Séverine publia un article au sujet de ma lettre. Cela m’en rappelle un autre qu’elle publia en 96. Je venais d’arriver au bureau, lorsque se présenta un camarade.

— Hein ! vous buvez du lait, ce matin !

Croyant qu’il faisait allusion au pot plein de lait qui était sur la table, je répondis :

— Oui, j’en bois un litre tous les matins.

Ce n’est qu’en déployant le Journal, que je n’avais pas encore lu, que je compris ce qu’il voulait dire par « Vous buvez du lait ! »

Quant au pauvre Girard, sa campagne avait attiré l’attention sur lui. Le pot-aux-roses fut découvert. Son domicile fut envahi un matin par les policiers, chef de la Sûreté en tête. Son logement fouillé de fond en comble. Lui-même gardé prisonnier pendant vingt-quatre heures. La découverte que « la maison » abritait un anarchiste avait, paraît-il, fait l’effet d’une bombe explosant au milieu d’eux. Mais comme il ne fut rien trouvé, on dut le relâcher. Inutile de dire que l’on s’empressa de le révoquer.

Pendant que nous étions bien tranquilles, « à l’ombre », il se menait, dans le pays, une violente campagne contre Casimir-Perier qui avait remplacé Carnot et s’était montré par trop cassant, au gré des politiciens, à leur égard.

Ce fut cette campagne qui déclencha la fortune de Gérault-Richard.

Tant et si bien que Casimir-Perier dut donner sa démission. Il était surveillé par sa propre police.

Félix Faure fut nommé président de la République. Comme il est de tradition qu’à l’avènement de chaque nouveau monarque il soit promulgué une amnistie, une demande fut déposée sur le bureau de la Chambre, puis discutée et votée. Mais il y eut à batailler pour que les anarchistes fussent admis à en profiter.

- _Données présentées_
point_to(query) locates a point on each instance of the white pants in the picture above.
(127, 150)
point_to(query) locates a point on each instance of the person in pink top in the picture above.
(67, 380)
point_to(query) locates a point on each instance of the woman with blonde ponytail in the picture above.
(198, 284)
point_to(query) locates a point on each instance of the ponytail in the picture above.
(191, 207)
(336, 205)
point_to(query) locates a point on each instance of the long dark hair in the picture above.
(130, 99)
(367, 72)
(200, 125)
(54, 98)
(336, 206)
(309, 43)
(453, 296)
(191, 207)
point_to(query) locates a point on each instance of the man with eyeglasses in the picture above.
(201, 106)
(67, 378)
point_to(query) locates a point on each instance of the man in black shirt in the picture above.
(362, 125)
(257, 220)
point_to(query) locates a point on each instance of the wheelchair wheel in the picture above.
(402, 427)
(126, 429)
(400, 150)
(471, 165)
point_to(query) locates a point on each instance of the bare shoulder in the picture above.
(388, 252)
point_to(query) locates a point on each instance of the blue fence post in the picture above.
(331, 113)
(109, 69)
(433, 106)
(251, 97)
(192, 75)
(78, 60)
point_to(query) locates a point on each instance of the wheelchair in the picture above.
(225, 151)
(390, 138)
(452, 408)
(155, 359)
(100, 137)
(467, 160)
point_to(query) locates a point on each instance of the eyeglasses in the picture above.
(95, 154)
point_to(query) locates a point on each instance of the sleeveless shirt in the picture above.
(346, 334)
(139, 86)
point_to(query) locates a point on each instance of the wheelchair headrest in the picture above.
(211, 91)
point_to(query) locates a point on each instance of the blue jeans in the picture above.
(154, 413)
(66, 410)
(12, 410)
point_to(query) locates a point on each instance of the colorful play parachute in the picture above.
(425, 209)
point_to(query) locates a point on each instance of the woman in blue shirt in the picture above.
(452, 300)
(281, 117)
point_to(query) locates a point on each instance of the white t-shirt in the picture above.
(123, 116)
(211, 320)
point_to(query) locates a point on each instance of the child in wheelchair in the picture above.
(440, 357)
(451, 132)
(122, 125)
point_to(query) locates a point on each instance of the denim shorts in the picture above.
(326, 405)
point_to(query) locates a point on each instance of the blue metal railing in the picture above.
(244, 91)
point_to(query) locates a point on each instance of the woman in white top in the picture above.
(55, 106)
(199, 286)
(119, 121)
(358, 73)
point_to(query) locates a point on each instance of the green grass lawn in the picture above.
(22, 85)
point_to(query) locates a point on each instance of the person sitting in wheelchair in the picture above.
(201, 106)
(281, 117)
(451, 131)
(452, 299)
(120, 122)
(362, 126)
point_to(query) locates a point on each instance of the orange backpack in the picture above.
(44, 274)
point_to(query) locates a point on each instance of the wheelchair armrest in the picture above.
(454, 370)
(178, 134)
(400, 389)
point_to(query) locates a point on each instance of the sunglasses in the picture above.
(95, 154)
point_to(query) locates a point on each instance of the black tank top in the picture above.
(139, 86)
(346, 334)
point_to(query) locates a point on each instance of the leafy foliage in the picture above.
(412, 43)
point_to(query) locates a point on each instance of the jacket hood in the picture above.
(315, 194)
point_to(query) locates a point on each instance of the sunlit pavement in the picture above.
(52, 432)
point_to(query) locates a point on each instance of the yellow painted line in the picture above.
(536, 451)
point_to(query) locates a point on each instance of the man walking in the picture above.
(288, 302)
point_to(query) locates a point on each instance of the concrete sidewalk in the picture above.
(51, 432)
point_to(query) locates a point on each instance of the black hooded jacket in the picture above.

- _Consignes_
1 > Modifiez le récit en le reprenant à partir de « Quant au pauvre » et jusqu'à « de le révoquer. » inclus. Remplacez « policiers » par « gendarmes ».
2 > Écrivez la suite du récit sur l'amnistie accordée à l'avènement de Félix Faure, après sa dernière phrase.
Vous n'aurez pas besoin de la liste pour ce travail.

- _Réponses par point_
1 >
Quant au pauvre Girard, sa campagne avait attiré l’attention sur lui. Le pot-aux-roses fut découvert. Son domicile fut envahi un matin par les gendarmes, chef de la Sûreté en tête. Son logement fouillé de fond en comble. Lui-même gardé prisonnier pendant vingt-quatre heures. La découverte que « la maison » abritait un anarchiste avait, paraît-il, fait l’effet d’une bombe explosant au milieu d’eux. Mais comme il ne fut rien trouvé, on dut le relâcher. Inutile de dire que l’on s’empressa de le révoquer.

2 >
Lorsqu’il fut à peu près certain que nous serions compris parmi les « amnistiables », Breton et moi fîmes nos paquets, nous tenant prêts à nous envoler sitôt que les portes de la cage nous seraient ouvertes.

Ce ne fut qu’au bout de trois ou quatre jours qu’arriva l’ordre de notre libération. C’était tard dans la soirée. Le gaz était gelé dans les tuyaux.

Comme il était tard, ou nous offrit de nous continuer l’hospitalité jusqu’au lendemain matin. Mais Breton brûlait de rejoindre sa femme à l’auberge. Et quoiqu’une nuit de plus ou de moins à la prison ne fût pas de grande importance, je me décidai à le suivre.

Pour nous conduire au greffe, pour la levée d’écrou, on nous fit passer par une partie de la prison que je ne connaissais pas. Ce devait être les ruines d’un ancien cloître. Il faisait un clair de lune superbe. C’était tout à fait romantique. Ça me rappelait le décor d’un vieux mélodrame que j’avais vu jouer au théâtre Saint-Marcel : Le Monstre et le Magicien.

Pendant que nous attendions l’arrivée de l’ordre de libération, le directeur et l’inspecteur étaient venus nous féliciter. L’inspecteur qui, sans doute, par le greffe, connaissait ma situation de fortune me fit l’offre de me prêter la somme dont je pourrais avoir besoin. C’était très gentil de sa part, mais, évidemment, tout gentil qu’il était, il était le dernier duquel j’aurais accepté ce service.

Je le remerciai donc de son offre. J’avais écrit à Gauche pour lui demander 40 francs pour payer mon voyage. Arrivé à Paris, je pouvais vivre chez les Benoît en attendant de me retourner.

Les formalités accomplies, nous nous rendîmes à l’auberge. Nous y trouvâmes Cardanne envoyé par le Figaro. Après quelques mots, Breton nous quitta pour aller rejoindre sa femme. Il devait venir nous rejoindre après le souper.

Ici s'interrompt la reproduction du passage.